Copy out the rows between the line holding "Question. The picture above shows the toyota" and the line holding "(1167, 139)", inclusive, reproducing each one verbatim.
»»
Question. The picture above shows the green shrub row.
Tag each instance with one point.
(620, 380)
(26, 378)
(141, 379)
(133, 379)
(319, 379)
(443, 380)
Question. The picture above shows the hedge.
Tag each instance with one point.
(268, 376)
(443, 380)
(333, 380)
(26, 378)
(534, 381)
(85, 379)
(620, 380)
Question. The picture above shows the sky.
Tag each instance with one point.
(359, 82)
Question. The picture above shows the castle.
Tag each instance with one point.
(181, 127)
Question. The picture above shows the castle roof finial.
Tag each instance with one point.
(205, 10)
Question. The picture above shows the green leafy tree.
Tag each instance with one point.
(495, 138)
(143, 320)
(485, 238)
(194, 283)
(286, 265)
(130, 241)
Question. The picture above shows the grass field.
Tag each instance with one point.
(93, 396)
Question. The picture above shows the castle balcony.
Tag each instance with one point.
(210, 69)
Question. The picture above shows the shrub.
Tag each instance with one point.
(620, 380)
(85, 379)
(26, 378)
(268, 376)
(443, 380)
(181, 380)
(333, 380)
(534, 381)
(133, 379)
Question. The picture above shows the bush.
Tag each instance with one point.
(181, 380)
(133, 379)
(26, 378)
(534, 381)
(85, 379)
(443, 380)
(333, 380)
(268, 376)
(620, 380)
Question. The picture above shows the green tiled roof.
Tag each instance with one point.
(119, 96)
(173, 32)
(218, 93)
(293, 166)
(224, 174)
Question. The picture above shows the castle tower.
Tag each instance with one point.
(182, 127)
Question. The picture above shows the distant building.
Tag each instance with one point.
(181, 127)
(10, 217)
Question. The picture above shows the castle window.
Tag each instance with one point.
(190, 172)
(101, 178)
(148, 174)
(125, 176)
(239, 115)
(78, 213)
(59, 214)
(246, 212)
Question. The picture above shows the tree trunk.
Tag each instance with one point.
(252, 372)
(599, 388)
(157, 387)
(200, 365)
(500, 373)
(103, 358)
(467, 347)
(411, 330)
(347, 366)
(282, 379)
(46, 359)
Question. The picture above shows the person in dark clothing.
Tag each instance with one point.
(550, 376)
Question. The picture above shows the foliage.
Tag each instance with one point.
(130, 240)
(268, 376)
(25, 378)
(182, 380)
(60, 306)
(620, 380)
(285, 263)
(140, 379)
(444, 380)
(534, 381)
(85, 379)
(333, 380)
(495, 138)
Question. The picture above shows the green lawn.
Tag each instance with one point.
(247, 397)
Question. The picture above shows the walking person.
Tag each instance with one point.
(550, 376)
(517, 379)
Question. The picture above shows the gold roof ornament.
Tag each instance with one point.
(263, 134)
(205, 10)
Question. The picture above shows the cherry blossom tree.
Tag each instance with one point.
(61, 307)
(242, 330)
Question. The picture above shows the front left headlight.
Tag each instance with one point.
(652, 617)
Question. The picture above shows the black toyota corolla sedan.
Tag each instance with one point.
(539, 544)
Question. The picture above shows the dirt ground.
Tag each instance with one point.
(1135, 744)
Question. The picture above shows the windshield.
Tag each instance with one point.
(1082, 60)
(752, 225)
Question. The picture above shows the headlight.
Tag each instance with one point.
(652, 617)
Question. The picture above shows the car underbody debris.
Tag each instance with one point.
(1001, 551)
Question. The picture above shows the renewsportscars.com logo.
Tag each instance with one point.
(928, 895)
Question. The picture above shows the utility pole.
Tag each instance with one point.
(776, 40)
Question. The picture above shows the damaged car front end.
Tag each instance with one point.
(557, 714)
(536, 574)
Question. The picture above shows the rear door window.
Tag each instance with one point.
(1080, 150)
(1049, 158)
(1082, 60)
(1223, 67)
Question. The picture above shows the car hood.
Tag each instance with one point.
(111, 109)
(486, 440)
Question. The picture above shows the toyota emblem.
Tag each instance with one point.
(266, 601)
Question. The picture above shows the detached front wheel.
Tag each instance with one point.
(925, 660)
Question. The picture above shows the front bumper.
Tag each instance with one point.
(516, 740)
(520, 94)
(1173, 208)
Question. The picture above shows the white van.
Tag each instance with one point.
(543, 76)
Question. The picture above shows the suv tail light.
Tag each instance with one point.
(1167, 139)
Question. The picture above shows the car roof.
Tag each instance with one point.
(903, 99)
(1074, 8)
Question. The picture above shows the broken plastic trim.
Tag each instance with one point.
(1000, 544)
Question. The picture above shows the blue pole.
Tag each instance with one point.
««
Output of the task
Question. The picture above shows the toyota emblem.
Tag each instance with one point.
(266, 601)
Question. The picture above shows the detached front wheel.
Tag each instance with one point.
(925, 660)
Question. The picture above shows the front bumper.
Tag each instance with one point.
(516, 740)
(520, 94)
(1173, 208)
Question. The picture above shows the white van.
Tag each instance with one point.
(543, 76)
Question. The picture above shows the suv tail light.
Tag each instance with one point.
(1167, 139)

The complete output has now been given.